**WHAT TO WORK ON:** Copy out only the lines from the one containing "Put a marker on each instance of the woman's face" through the one containing "[(34, 242)]", swapping "Marks" for "Points" and changing nothing else.

.....

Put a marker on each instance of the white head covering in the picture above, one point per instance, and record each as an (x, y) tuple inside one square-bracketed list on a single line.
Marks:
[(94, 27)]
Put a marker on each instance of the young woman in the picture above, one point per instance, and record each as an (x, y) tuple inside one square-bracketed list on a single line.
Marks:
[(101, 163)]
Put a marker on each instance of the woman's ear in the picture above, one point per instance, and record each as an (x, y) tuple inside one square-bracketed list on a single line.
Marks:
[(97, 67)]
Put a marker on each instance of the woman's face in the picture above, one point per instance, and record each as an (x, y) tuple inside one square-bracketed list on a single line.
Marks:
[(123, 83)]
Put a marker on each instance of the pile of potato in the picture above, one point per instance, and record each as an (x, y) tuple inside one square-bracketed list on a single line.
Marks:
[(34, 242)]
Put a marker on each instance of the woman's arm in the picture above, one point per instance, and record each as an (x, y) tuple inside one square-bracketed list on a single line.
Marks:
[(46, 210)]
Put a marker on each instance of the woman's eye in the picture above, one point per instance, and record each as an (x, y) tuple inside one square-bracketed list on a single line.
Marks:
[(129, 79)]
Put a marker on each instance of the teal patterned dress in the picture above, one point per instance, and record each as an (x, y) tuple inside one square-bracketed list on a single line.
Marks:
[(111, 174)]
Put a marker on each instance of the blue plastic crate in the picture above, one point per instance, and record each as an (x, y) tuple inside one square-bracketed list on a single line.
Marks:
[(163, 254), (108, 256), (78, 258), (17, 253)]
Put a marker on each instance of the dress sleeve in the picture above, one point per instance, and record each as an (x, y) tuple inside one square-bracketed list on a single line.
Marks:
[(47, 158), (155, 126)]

.....

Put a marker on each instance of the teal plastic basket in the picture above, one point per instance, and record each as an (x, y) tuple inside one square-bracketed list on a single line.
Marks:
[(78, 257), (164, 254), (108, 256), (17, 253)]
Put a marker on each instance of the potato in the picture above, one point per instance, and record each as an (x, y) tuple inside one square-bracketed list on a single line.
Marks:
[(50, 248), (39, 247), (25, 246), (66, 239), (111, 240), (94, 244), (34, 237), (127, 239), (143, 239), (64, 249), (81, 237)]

.....

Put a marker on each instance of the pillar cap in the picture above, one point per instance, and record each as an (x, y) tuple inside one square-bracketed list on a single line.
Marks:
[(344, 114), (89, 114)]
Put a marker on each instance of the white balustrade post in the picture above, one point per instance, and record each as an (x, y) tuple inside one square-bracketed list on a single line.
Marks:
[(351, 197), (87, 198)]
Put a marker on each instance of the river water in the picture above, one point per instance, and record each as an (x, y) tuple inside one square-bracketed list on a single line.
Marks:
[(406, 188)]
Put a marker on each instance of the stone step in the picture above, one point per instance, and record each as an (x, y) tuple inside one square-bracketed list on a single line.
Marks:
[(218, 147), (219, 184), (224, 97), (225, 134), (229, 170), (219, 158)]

.....

**FINISHED ANSWER:**
Put a marker on each instance of the woman's face in the picture above, one point per instance, and record each as an (x, y) tuple inside one square-bracketed list on a single line.
Points:
[(123, 83)]
Put a marker on each instance of the pile of potato in the picture above, one point per instance, and record each as an (x, y) tuple inside one square-bracketed list on a single line.
Points:
[(34, 242)]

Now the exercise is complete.